▶ What you have to do:
Nothing in the data should be left out or altered when it is retyped.

....

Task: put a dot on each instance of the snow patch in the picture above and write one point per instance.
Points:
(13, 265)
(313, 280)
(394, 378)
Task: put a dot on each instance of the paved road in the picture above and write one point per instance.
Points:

....

▶ Task response:
Task: put a dot on each instance of the snow patch in the picture above and write one point per instance.
Points:
(13, 265)
(313, 280)
(394, 378)
Task: put a dot on each instance of the paved road in the picture above and write one point per instance.
Points:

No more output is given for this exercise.